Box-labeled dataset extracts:
☆ ☆ ☆
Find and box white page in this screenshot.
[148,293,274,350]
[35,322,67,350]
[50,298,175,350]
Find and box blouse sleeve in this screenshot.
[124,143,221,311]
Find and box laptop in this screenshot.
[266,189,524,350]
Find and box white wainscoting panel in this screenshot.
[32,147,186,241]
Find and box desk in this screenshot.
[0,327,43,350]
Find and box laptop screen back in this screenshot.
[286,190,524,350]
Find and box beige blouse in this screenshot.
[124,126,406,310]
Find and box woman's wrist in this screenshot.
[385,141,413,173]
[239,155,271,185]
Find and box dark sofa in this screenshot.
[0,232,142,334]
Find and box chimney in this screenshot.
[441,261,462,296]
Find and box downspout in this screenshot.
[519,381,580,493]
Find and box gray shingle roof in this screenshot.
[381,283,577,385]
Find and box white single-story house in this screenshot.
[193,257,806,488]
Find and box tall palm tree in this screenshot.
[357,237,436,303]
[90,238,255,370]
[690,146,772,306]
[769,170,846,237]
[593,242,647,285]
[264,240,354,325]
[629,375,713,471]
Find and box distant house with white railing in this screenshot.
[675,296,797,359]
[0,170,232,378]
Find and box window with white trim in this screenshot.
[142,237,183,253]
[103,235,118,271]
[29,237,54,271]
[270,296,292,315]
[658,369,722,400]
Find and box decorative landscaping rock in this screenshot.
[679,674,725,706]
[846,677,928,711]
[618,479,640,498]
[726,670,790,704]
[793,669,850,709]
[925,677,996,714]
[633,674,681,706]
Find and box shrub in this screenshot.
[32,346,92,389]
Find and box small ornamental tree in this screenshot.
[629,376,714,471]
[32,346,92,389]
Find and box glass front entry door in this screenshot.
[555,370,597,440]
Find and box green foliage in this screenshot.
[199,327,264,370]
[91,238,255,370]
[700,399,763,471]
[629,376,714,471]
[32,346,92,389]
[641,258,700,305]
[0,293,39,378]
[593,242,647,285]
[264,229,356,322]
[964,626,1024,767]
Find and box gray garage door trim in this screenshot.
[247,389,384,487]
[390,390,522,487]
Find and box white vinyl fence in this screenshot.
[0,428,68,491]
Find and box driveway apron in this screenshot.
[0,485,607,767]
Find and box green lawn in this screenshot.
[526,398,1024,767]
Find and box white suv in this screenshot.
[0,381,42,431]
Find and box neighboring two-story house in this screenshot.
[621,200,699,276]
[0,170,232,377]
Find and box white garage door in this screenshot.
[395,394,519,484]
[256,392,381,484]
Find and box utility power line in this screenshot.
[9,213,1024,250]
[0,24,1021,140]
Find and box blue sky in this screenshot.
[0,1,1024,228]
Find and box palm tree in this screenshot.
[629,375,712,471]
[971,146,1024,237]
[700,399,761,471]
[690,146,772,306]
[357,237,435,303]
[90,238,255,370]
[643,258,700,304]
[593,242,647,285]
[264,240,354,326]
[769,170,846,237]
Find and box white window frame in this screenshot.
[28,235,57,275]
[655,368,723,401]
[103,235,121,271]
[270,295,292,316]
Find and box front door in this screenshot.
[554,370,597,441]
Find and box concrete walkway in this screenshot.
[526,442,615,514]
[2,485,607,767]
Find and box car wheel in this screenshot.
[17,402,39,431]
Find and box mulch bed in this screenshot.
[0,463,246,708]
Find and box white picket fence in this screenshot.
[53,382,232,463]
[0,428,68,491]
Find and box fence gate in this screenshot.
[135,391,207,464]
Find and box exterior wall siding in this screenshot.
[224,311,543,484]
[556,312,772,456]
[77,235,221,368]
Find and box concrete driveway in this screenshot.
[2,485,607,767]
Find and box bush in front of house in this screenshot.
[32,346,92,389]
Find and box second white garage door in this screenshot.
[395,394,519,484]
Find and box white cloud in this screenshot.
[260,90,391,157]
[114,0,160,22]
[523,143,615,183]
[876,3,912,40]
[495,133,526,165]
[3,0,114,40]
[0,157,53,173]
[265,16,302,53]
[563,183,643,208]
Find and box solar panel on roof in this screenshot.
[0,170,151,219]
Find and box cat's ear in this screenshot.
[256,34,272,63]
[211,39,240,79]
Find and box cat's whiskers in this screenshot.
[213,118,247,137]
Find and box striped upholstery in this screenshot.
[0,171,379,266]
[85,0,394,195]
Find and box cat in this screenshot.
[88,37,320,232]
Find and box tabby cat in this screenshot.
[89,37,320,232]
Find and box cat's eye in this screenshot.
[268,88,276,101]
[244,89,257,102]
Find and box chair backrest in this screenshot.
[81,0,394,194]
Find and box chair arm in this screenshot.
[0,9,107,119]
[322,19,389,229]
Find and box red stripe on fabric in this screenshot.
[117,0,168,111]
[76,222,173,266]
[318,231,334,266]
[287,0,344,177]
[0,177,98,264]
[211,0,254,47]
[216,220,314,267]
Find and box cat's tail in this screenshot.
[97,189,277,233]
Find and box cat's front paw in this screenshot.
☆ ☆ ☆
* **OBJECTIVE**:
Rewrite the entries starting at the line containing "Find and box laptop in this screenshot." and ending at the line containing "[0,170,232,378]", swapping "downspout" for "drainpipe" and leaving everything else unchanged.

* **COMPLETE ANSWER**:
Find and box laptop in this screenshot.
[266,189,524,350]
Find and box white wainscoting panel in this screenshot.
[32,147,186,241]
Find and box desk in this screenshot.
[0,327,43,350]
Find and box laptop screen back in this screenshot.
[286,190,524,350]
Find and box beige blouse in this screenshot.
[124,126,406,310]
Find and box woman's wrist in this screenshot.
[385,141,413,173]
[239,155,271,185]
Find and box dark sofa in this screenshot.
[0,232,142,334]
Find and box chimney in this screenshot.
[441,261,462,296]
Find and box drainpipe in this screenshot.
[519,381,580,493]
Find and box gray shingle roof in this screenshot.
[381,283,577,385]
Find and box white single-story house in this screenshot.
[193,257,806,488]
Find and box tall palm tree in this screenshot.
[357,237,436,303]
[90,238,255,370]
[690,146,772,306]
[769,170,846,237]
[593,242,647,285]
[264,240,354,325]
[629,375,713,471]
Find and box distant house with white railing in this screenshot.
[675,296,797,359]
[0,170,232,378]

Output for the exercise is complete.